### PROBLEM TO SOLVE
From the forum thread below about Fastback wheel sizes, set down word for word the stretch from "So i just bought" through "regarding this model.".
++++ EXTRACT
# Need Help with correct Fastback wheel sizes



## eric5893 (Jun 6, 2013)

So i just bought a 68 schwinn stingray fastback frame to build up for me and my son. Trying to build it like it originally came from factory. Puzzled as to which rim size is accurate for front and rear- see so many sizes on ebay(s-2, s-5, s-7's ????) i believe the rear is supposed to have a 20x 2 and 3/8 slick tire? What is correct rim? My bike is a 5 speed stick. I look forward to any info regarding this model.


----------



## Mybluevw (Jun 6, 2013)

The correct wheels are schwinn S-5 or S-6 depending on the year. The tires are schwinn specific and should be 1-3/8" . Fastbacks came with a narrow slick rear tire. The tires were reproduced in the 90s and are still around. Try ebay or maybe memory lane. 
The other option is to find some non schwinn wheels that will work, that will open up your tire options a bunch.
You may find some more information on the muscle bike forum...  http://musclebikeforums.yuku.com/

Good luck with the project


----------



## Mybluevw (Jun 6, 2013)

Ebay link for the correct tires

http://www.ebay.com/itm/Schwinn-Sti...309?pt=LH_DefaultDomain_0&hash=item4d0d2c6225

I have a friend who probably has the correct rims if you end up needing them...Send me a PM and I will follow up


----------



## eric5893 (Jun 6, 2013)

*Thanks for the wheel help*

I appreciate your input. Think I have a set of wheels lined up. If they fall through I will be in touch.

Thanks again


----------
++++++++
++++ DATASET ENTRIES
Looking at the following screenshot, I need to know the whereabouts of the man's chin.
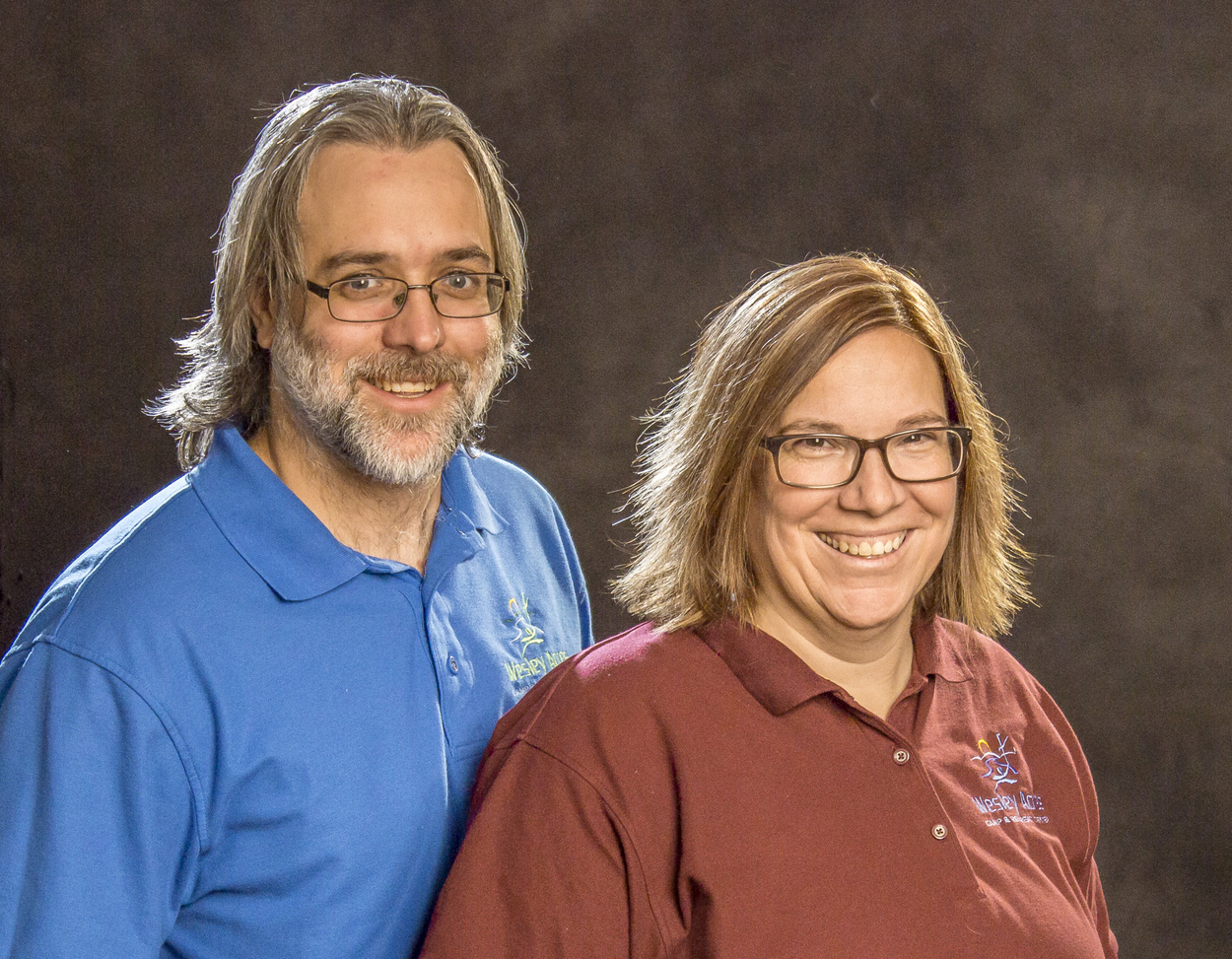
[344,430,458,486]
++++++++
++++ DATASET ENTRIES
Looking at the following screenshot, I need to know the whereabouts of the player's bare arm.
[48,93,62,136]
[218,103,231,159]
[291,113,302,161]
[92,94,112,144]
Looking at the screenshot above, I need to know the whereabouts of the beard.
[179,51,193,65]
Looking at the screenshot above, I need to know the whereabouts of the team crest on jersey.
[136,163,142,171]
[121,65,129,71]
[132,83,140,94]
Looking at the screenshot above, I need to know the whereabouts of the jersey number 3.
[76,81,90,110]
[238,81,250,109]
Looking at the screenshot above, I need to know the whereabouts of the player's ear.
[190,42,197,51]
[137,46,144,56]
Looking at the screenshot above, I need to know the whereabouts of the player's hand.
++++++++
++++ DATASET ENTRIES
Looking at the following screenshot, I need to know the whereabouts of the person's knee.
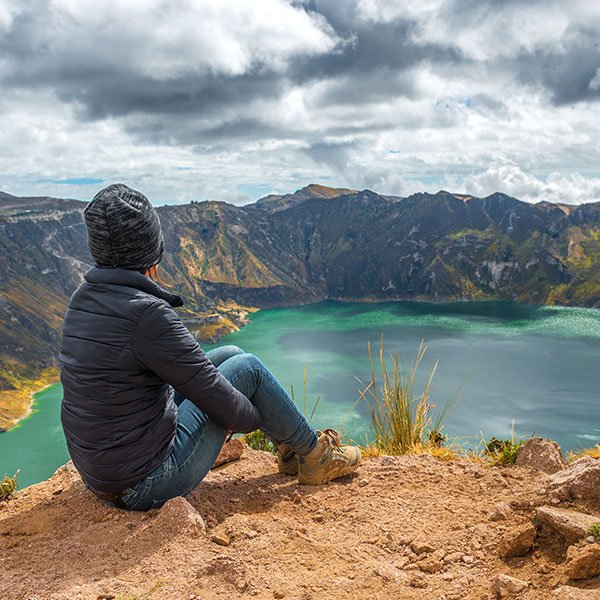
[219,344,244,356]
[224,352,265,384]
++++++++
### SOLVED PROBLEM
So i just bought a 68 schwinn stingray fastback frame to build up for me and my son. Trying to build it like it originally came from factory. Puzzled as to which rim size is accurate for front and rear- see so many sizes on ebay(s-2, s-5, s-7's ????) i believe the rear is supposed to have a 20x 2 and 3/8 slick tire? What is correct rim? My bike is a 5 speed stick. I look forward to any info regarding this model.